Task instructions
In the records below, pick out all lines containing the word "woman".

Material for this task
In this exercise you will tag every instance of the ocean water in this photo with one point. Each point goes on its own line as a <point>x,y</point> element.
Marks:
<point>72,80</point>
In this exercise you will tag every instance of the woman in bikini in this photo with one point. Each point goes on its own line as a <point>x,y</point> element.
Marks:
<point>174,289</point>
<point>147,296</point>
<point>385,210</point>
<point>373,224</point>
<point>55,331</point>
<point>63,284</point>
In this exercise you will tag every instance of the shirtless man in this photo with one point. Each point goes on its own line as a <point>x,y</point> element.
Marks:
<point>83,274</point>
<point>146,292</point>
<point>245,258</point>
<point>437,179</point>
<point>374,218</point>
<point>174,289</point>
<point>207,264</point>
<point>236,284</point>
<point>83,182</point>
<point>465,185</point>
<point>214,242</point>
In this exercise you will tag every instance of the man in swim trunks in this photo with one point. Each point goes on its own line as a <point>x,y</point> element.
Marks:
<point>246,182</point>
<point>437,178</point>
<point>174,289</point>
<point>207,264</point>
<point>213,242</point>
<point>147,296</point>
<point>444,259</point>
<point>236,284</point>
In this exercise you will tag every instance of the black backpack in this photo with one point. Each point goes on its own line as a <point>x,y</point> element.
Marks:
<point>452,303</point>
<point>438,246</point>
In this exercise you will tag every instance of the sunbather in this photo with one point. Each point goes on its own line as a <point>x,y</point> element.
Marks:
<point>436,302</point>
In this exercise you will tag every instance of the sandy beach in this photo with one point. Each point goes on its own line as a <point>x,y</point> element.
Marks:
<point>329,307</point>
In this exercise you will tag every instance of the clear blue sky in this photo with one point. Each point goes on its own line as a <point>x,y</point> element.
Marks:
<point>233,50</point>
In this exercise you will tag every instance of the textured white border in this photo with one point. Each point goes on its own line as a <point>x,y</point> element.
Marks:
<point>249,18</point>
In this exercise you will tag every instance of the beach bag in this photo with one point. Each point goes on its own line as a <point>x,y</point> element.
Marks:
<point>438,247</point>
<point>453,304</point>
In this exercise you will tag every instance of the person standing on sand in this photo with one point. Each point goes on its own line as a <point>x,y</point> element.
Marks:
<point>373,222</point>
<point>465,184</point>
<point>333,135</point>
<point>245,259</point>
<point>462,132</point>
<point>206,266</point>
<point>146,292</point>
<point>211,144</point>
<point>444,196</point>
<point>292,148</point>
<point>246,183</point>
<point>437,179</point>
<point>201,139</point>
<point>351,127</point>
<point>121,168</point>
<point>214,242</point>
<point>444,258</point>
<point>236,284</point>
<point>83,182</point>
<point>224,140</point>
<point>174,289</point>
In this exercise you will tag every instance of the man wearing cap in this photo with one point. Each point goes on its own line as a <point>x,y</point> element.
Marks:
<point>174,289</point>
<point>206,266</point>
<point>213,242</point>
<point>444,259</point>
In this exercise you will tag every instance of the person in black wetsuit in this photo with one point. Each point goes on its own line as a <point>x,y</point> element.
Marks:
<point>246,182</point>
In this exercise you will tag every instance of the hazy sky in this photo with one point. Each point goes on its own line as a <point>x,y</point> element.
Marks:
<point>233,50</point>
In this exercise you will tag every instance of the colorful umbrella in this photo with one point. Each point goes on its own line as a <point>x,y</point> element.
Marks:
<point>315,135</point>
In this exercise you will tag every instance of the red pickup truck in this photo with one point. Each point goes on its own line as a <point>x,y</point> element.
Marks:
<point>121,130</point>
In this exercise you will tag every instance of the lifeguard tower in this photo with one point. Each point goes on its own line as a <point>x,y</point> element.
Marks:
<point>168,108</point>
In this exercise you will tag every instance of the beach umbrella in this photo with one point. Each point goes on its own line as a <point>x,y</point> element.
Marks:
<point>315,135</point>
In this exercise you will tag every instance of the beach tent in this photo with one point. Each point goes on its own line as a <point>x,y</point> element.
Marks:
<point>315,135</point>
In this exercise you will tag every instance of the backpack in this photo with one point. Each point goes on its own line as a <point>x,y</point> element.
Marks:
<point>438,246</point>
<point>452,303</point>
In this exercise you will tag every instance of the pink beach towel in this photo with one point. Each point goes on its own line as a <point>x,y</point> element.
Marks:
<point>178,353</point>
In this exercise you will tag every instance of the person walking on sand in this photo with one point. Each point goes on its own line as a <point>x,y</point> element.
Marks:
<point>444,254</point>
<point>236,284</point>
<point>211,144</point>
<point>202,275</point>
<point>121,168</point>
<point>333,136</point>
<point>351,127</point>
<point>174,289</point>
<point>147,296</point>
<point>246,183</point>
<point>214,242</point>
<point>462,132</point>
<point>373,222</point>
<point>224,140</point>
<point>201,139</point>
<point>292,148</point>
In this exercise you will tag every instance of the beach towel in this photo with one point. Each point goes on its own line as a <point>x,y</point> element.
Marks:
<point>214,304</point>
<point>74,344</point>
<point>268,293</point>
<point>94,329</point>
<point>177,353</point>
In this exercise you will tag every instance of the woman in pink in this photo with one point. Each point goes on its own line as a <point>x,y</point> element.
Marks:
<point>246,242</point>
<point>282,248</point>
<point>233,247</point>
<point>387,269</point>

Answer box
In this exercise you will tag every instance of the woman in bikini in this photo with one point. Each point goes on its own line as a <point>x,y</point> element.
In this exercise you will tag every instance of the woman in pink in this photo with one point. Each point goes on its own line as a <point>x,y</point> element.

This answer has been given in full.